***** RECORDS PROVIDED *****

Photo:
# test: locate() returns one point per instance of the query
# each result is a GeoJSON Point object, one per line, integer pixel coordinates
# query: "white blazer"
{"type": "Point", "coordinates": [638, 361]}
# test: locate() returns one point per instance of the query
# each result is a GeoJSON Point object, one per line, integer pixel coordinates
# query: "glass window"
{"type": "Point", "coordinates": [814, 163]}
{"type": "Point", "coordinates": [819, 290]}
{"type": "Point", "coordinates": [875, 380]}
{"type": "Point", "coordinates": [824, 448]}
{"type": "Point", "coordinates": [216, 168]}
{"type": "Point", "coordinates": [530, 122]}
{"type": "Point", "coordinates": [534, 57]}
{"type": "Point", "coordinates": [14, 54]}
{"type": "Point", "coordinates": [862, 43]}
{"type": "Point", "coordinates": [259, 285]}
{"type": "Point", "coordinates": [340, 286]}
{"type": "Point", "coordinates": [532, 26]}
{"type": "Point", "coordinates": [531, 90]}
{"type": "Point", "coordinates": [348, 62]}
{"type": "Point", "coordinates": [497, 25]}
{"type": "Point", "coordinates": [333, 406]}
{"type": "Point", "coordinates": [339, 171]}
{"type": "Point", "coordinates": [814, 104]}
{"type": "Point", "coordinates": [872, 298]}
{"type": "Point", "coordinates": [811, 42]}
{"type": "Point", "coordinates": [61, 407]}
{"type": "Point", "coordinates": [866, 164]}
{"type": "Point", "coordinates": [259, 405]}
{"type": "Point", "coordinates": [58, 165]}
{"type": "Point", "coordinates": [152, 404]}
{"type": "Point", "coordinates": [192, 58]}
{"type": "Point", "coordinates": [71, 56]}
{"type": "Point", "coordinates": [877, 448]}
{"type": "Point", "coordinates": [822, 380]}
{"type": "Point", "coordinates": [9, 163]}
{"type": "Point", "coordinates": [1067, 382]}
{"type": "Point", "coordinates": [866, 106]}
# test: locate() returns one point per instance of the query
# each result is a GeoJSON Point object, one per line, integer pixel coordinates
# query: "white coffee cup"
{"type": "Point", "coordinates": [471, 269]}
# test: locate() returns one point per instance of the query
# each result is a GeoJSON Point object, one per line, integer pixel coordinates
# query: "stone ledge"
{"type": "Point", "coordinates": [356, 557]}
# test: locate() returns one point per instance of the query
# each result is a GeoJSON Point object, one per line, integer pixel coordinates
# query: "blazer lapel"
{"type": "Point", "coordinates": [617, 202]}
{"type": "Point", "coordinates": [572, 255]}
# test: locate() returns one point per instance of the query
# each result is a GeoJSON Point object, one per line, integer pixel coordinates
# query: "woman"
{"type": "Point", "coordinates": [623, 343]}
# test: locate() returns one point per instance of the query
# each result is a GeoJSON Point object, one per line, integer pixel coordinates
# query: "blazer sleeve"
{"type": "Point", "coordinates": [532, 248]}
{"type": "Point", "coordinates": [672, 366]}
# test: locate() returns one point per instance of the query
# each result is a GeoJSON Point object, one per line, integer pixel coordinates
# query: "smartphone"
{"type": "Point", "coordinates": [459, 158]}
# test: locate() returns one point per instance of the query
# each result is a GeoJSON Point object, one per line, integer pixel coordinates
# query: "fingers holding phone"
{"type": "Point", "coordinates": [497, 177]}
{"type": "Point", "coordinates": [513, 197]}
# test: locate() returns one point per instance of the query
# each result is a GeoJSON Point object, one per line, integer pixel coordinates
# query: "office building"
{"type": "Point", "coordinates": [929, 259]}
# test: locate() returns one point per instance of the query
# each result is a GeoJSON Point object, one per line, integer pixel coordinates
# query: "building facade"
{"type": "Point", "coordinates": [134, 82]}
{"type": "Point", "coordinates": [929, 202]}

*****

### TASK TO COMPLETE
Above are the records; set each one down word for word.

### EXERCISE OUTPUT
Photo:
# test: locate() returns one point per instance of the query
# each result is a GeoJSON Point object, one per line, integer pixel coordinates
# query: "white blazer"
{"type": "Point", "coordinates": [638, 361]}
# test: locate() returns one point per instance of the query
# each result is a GeoJSON Point object, one per line, integer pixel coordinates
# query: "glass window"
{"type": "Point", "coordinates": [814, 163]}
{"type": "Point", "coordinates": [819, 290]}
{"type": "Point", "coordinates": [875, 380]}
{"type": "Point", "coordinates": [824, 448]}
{"type": "Point", "coordinates": [216, 168]}
{"type": "Point", "coordinates": [530, 122]}
{"type": "Point", "coordinates": [534, 57]}
{"type": "Point", "coordinates": [14, 54]}
{"type": "Point", "coordinates": [862, 43]}
{"type": "Point", "coordinates": [259, 285]}
{"type": "Point", "coordinates": [340, 286]}
{"type": "Point", "coordinates": [532, 26]}
{"type": "Point", "coordinates": [531, 90]}
{"type": "Point", "coordinates": [348, 62]}
{"type": "Point", "coordinates": [497, 25]}
{"type": "Point", "coordinates": [333, 406]}
{"type": "Point", "coordinates": [339, 171]}
{"type": "Point", "coordinates": [814, 104]}
{"type": "Point", "coordinates": [872, 298]}
{"type": "Point", "coordinates": [811, 42]}
{"type": "Point", "coordinates": [61, 407]}
{"type": "Point", "coordinates": [866, 164]}
{"type": "Point", "coordinates": [259, 405]}
{"type": "Point", "coordinates": [58, 165]}
{"type": "Point", "coordinates": [152, 404]}
{"type": "Point", "coordinates": [192, 58]}
{"type": "Point", "coordinates": [71, 56]}
{"type": "Point", "coordinates": [877, 448]}
{"type": "Point", "coordinates": [822, 380]}
{"type": "Point", "coordinates": [9, 163]}
{"type": "Point", "coordinates": [1067, 382]}
{"type": "Point", "coordinates": [866, 106]}
# test: locate() returns one point per instance of the query
# each result is a GeoJSON Point object, one per line, integer pixel coordinates
# query: "white coffee cup"
{"type": "Point", "coordinates": [471, 269]}
# test: locate() returns one point per instance of the query
# each result is a GeoJSON Point object, one per line, integer pixel coordinates
# query: "stone ledge"
{"type": "Point", "coordinates": [356, 557]}
# test: locate() returns one point per instance of the query
# each result is a GeoJSON Point object, one per line, integer pixel coordinates
# query: "blazer lapel"
{"type": "Point", "coordinates": [617, 202]}
{"type": "Point", "coordinates": [572, 255]}
# test: locate() returns one point per instance of the query
# each result is a GeoJSON Point object, one per line, integer pixel coordinates
# query: "woman"
{"type": "Point", "coordinates": [623, 343]}
# test: locate() returns one point per instance of the query
# each result is a GeoJSON Point object, one per line, integer pixel coordinates
# query: "blazer sleeve"
{"type": "Point", "coordinates": [532, 248]}
{"type": "Point", "coordinates": [672, 366]}
# test: locate() returns one point per instance of the query
# each result is a GeoJSON Point object, one per line, integer pixel coordinates
# query: "smartphone"
{"type": "Point", "coordinates": [459, 158]}
# test: locate() returns one point per instance of the query
# each result is a GeoJSON Point object, one per line, integer pixel coordinates
# query: "fingers holding phone"
{"type": "Point", "coordinates": [497, 177]}
{"type": "Point", "coordinates": [513, 197]}
# test: locate() returns one point per instance of the query
# each result is a GeoJSON Point object, one per line, integer pixel coordinates
# query: "office building"
{"type": "Point", "coordinates": [929, 259]}
# test: locate() returns one point per instance of the query
# each result is a GeoJSON Point object, one per line, integer pixel coordinates
# query: "building facade"
{"type": "Point", "coordinates": [134, 82]}
{"type": "Point", "coordinates": [929, 202]}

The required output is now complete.